● LESETEXT:

********************

Womit hängt die Stärke des Impfschutzes noch zusammen?

Bergthaler: Der Schutz im Körper hängt auch davon ab, ob beispielsweise die Antikörper tatsächlich in den Atmungstrakt gelangen und dort ihre Wirkung entfalten können. Darüber hinaus ist unsere Immunantwort sehr vielschichtig aufgebaut und neben Antikörpern gibt es andere Mechanismen, die eine wichtige Rolle für den Schutz vor dem Virus spielen, etwa CD8 T Killerzellen. ELISA-Tests sind schnell und billig. Für die Neutralisation des Virus sowie die Bestimmung der Immunzellaktivität benötigt es jedoch Messungen in Speziallabors.

Können Messungen in Speziallabors mehr über den Impfschutz aussagen?

Bergthaler: Zurzeit ist es ein zentrales Ziel in der internationalen COVID-19 Forschung, ein sogenanntes Korrelat für Protektion zu definieren. Das heißt: eine Messgröße mit einem Schwellenwert, wo sich sagen lässt, dass man bei einem Wert darüber geschützt ist. Antikörper und wohl auch T-Zellen werden dabei eine wesentliche Rolle spielen, aber wie viel und was zu messen ist, muss erst festgelegt werden. Für alle wissenschaftlich Interessierten: es gibt dazu einen informativen Überblicksartikel vom Impfstoffpionier Stanley Plotkin aus dem Jahr 2010 sowie einen Artikel von Florian Krammer, der diesen Sommer im Fachjournal Nature publiziert wurde.

Auffrischung von Fall zu Fall entscheiden

Benötigt man mit weniger Antikörper früher eine Auffrischungsimpfung?

Bergthaler: Bei Personen mit bekannter Immunschwäche ist das angezeigt, aber grundsätzlich muss man sich das individuell von Fall zu Fall anschauen. Aufgrund der noch fehlenden Definition eines Korrelats für Protektion ist es schwierig, generelle Empfehlungen zu geben und zu definieren, was mit „zu wenig“ Antikörper tatsächlich gemeint ist. Das erklärt auch, warum international die verschiedenen Impfgremien sehr intensiv über den Nutzen und Zeitpunkt für Auffrischungsimpfungen in der breiten Bevölkerung diskutieren.

********************

● VORLIEGENDE ZEILEN:
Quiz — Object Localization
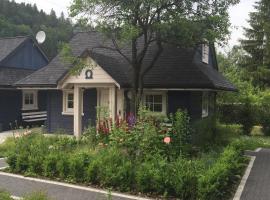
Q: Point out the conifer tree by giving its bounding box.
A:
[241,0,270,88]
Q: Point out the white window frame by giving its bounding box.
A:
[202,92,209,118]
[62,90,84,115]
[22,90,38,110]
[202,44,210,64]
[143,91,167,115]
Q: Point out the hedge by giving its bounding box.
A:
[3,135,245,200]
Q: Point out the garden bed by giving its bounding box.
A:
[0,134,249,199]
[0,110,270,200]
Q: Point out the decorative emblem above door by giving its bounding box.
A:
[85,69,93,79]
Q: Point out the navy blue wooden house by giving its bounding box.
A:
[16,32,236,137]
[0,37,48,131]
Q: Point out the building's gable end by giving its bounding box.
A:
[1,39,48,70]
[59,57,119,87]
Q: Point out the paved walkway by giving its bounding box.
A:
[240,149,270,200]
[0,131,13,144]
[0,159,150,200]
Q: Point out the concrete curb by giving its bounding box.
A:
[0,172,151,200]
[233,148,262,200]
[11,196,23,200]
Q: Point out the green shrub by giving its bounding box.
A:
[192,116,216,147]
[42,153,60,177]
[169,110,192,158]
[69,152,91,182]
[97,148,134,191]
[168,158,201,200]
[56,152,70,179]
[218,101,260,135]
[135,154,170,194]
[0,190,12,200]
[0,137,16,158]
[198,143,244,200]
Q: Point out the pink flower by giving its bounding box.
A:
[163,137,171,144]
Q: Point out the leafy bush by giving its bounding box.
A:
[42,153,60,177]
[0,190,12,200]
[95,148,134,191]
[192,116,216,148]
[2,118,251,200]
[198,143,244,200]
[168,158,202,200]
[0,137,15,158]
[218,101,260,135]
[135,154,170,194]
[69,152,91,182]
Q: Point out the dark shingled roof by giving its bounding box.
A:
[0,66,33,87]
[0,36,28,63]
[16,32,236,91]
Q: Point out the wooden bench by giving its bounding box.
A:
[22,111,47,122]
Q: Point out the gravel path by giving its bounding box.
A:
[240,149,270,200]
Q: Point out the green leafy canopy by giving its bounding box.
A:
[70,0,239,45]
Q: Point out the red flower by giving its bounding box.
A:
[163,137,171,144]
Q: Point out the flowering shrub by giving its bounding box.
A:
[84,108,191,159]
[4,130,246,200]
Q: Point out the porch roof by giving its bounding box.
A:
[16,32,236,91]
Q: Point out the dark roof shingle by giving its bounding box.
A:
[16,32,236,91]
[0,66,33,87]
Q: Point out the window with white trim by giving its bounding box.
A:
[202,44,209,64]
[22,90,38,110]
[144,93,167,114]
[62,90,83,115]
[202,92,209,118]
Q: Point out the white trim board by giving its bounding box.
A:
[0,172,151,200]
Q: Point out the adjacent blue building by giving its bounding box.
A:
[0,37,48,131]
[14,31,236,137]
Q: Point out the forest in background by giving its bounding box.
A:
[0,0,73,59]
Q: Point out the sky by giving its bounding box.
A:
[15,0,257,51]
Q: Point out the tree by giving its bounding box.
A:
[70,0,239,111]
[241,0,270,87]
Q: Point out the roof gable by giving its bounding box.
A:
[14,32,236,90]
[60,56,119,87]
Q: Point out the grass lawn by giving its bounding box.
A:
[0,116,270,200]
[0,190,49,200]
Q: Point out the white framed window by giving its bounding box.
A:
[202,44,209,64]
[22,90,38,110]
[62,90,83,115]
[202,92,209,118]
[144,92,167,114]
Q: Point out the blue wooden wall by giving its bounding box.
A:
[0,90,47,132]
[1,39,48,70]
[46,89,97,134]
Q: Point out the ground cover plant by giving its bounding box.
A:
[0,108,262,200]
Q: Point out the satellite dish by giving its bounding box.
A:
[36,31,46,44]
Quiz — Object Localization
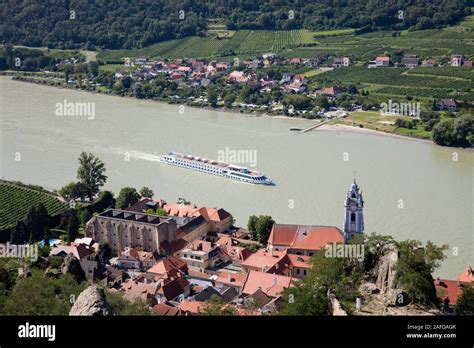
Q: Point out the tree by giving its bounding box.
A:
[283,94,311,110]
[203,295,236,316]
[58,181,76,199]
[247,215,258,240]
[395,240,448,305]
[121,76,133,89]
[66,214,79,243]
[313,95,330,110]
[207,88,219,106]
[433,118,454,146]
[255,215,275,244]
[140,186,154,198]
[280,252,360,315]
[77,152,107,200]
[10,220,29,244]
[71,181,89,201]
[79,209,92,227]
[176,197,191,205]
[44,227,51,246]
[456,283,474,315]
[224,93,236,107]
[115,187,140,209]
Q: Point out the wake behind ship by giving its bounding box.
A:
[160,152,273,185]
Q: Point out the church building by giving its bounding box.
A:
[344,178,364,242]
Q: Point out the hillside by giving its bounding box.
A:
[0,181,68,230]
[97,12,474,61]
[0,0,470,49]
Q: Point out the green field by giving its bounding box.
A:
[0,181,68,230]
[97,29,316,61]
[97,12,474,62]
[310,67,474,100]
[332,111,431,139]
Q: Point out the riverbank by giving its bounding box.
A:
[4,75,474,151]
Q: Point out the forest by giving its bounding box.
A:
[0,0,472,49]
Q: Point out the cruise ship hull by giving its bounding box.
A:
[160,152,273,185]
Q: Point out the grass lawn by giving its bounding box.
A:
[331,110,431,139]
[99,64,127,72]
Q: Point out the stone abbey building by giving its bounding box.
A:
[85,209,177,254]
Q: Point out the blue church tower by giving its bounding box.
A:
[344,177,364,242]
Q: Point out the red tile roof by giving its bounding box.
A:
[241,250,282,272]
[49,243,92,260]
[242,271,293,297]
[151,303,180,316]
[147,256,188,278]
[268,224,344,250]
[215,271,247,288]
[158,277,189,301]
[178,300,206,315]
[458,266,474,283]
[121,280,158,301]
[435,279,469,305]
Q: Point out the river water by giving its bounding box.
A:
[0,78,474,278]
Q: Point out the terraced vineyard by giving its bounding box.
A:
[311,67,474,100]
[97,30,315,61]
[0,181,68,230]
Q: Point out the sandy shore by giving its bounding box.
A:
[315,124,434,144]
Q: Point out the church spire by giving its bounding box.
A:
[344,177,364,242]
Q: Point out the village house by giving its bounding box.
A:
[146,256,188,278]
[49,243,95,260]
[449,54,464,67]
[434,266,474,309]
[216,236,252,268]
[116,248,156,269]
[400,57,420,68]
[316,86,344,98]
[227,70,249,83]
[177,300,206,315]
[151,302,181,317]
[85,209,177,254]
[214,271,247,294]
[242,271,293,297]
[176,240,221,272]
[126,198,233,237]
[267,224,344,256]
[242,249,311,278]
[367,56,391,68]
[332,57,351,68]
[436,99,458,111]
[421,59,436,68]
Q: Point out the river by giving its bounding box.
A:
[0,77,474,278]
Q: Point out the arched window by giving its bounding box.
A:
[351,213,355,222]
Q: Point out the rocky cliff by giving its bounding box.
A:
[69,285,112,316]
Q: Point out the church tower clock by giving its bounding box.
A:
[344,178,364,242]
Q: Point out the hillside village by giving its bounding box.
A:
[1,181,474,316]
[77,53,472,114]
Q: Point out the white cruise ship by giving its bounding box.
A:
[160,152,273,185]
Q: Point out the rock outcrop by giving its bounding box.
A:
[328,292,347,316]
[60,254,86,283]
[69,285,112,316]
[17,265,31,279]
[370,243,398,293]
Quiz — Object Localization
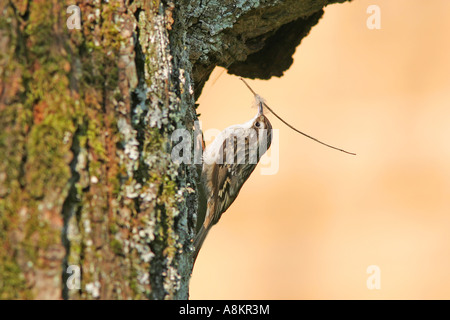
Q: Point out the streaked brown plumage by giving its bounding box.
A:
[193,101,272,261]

********************

● ARBEITSAUFTRAG:
Schreiben Sie aus dem Interview zum Impfschutz alles von „Bergthaler: Bei Personen“ bis hinunter zu „breiten Bevölkerung diskutieren.“ wortgetreu ab. Die Zeilen werden für die Bearbeitung nicht benötigt.

● ANTWORT:
Bergthaler: Bei Personen mit bekannter Immunschwäche ist das angezeigt, aber grundsätzlich muss man sich das individuell von Fall zu Fall anschauen. Aufgrund der noch fehlenden Definition eines Korrelats für Protektion ist es schwierig, generelle Empfehlungen zu geben und zu definieren, was mit „zu wenig“ Antikörper tatsächlich gemeint ist. Das erklärt auch, warum international die verschiedenen Impfgremien sehr intensiv über den Nutzen und Zeitpunkt für Auffrischungsimpfungen in der breiten Bevölkerung diskutieren.